◆ **Problem description**
Exactly reproduce the line containing "Thank you for this photo. Would you kindly tag the ridged" together with every line after it, through the end of the entries, and give nothing more.

[Entries from a point annotation set]
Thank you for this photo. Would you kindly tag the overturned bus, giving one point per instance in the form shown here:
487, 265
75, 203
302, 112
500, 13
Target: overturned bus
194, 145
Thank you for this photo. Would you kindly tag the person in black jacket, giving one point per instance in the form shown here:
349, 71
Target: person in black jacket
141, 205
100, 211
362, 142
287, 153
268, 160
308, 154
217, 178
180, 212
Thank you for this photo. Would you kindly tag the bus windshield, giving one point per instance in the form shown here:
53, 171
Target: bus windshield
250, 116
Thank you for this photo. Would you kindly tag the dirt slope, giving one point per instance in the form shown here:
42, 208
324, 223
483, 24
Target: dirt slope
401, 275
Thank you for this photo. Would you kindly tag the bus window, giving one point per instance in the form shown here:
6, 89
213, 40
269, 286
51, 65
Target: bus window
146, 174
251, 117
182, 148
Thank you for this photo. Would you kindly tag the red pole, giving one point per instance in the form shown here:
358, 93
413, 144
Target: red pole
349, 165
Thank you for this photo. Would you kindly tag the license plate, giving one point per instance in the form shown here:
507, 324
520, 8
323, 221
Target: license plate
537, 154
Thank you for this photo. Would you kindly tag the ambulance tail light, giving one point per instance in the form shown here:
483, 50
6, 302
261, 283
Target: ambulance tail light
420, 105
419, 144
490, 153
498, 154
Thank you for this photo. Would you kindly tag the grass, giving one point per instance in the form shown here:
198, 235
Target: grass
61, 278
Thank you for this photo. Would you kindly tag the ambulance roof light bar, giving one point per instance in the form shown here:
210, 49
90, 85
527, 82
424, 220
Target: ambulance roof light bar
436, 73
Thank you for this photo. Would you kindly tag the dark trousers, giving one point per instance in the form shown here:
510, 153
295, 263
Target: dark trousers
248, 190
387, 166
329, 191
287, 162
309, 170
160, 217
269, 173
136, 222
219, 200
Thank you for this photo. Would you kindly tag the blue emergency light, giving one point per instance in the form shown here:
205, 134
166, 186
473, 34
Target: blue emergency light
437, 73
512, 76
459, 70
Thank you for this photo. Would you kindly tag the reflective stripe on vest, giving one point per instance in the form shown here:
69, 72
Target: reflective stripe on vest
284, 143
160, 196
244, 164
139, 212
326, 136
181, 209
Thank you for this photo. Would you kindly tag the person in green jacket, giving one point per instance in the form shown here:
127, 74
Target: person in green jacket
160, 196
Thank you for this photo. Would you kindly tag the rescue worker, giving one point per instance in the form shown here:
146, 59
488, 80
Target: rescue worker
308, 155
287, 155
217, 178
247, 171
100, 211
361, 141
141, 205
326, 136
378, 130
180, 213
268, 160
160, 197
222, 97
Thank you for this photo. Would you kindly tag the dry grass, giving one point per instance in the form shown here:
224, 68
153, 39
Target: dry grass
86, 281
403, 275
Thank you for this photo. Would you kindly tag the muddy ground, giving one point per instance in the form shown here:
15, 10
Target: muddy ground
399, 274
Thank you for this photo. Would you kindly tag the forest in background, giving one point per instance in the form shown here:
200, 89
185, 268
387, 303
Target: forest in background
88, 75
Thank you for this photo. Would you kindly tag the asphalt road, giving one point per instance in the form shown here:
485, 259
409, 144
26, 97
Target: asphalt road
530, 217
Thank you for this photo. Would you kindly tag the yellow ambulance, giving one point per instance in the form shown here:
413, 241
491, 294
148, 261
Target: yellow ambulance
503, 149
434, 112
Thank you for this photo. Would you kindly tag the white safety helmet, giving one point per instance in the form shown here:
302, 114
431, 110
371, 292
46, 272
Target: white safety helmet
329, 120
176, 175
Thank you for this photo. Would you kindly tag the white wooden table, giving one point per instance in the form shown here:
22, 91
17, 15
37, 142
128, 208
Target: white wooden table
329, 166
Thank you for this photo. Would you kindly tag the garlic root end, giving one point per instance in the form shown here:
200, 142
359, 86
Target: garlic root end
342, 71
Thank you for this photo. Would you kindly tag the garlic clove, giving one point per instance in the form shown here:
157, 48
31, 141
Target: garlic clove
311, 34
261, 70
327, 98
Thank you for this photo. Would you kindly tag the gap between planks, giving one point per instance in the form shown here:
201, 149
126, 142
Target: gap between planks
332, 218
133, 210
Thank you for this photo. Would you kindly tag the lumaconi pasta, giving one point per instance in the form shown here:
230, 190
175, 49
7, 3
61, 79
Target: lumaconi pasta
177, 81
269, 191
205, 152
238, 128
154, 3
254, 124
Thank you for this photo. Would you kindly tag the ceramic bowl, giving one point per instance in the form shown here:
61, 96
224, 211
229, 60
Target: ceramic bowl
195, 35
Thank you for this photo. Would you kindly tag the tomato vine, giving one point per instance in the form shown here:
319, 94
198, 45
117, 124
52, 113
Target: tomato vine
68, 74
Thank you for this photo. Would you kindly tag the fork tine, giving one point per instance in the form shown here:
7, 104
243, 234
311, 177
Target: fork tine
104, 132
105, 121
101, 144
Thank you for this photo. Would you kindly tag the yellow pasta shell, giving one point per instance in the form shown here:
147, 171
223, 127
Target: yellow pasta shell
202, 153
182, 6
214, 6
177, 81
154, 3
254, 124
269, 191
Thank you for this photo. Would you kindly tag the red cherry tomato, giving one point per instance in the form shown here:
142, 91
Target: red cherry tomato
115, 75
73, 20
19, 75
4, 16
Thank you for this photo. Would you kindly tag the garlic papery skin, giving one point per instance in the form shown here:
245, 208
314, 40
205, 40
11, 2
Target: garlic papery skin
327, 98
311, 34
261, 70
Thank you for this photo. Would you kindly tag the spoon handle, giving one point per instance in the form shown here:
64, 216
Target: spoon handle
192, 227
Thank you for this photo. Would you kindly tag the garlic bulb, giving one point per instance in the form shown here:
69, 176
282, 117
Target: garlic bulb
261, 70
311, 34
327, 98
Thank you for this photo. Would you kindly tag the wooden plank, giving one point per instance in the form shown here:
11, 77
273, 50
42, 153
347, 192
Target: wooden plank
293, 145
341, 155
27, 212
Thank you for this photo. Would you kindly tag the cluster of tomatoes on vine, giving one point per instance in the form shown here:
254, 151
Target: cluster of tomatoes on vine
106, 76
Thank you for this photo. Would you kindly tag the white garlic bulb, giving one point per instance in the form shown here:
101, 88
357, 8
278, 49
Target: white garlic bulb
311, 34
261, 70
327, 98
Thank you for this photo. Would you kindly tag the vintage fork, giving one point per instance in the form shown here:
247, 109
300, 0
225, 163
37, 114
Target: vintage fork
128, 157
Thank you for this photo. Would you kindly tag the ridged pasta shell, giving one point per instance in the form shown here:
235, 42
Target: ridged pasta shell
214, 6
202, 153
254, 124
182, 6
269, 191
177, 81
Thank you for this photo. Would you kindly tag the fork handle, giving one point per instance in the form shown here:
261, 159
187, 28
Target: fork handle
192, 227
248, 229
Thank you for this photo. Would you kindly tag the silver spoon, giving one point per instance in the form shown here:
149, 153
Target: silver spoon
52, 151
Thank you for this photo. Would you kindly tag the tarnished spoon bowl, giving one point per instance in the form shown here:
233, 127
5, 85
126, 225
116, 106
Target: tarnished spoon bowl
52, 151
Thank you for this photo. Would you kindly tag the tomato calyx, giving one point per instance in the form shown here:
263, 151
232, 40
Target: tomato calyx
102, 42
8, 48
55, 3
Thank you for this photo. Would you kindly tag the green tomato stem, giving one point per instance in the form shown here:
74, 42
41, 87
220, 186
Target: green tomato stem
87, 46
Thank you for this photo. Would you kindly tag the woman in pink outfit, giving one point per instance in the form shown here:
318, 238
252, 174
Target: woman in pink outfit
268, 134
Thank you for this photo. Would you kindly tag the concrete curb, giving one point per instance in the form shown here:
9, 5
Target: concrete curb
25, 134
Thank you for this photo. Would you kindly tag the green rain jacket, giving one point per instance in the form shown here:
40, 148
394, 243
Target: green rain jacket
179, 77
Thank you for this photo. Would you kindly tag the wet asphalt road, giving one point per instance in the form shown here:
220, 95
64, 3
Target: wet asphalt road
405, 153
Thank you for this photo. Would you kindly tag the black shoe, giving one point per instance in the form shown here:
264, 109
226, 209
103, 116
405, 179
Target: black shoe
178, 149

◆ **Result**
Thank you for this photo. Would you kindly tag the ridged pasta shell, giving one point per instance in the form shown here:
235, 42
Target: ridged pasta shell
214, 6
202, 153
254, 124
182, 6
269, 191
177, 81
Thank you for this photo. Would you kindly tag the fork handle, giving one point per instance in the form shown here:
261, 159
187, 28
Target: fork handle
192, 227
248, 229
Thank you for this photo. Would you kindly tag the silver spoon, giving one point per instance in the form shown here:
149, 153
Target: silver spoon
52, 151
Thank you for this photo. Would you kindly tag the tarnished spoon bowl, giving one point per instance in the form shown here:
233, 127
5, 85
126, 225
116, 106
Target: tarnished spoon bowl
52, 151
Thank you for this photo. Would you kindly tag the tomato calyx, giving one point per instance in the form shown here:
263, 151
232, 40
Target: tomato calyx
102, 42
8, 48
55, 3
Thank you for this photo. Would you kindly tag the green tomato stem, giving one point per instance in the form shown here:
74, 42
41, 87
220, 186
Target: green tomato stem
87, 46
Thank you for this photo. Would you kindly tag the woman in pink outfit, giving one point per instance in the form shown here:
318, 238
252, 174
Target: woman in pink outfit
268, 134
Thank you for this photo. Would you kindly tag the concrete curb, giving one point per instance in the form shown here:
9, 5
Target: concrete curb
25, 134
Thank you for this photo. Would you kindly tag the green rain jacket, giving one point per instance in the form shown here:
40, 148
394, 243
Target: green rain jacket
179, 77
Thank you for this photo. Would you kindly tag the wet asphalt road, giving one point per instance in the form shown here:
220, 95
64, 3
Target: wet asphalt road
405, 153
Thank you for this photo. Would you kindly tag the black shoe, giving one point per instance in the form shown here:
264, 109
226, 209
103, 116
405, 179
Target: black shoe
178, 149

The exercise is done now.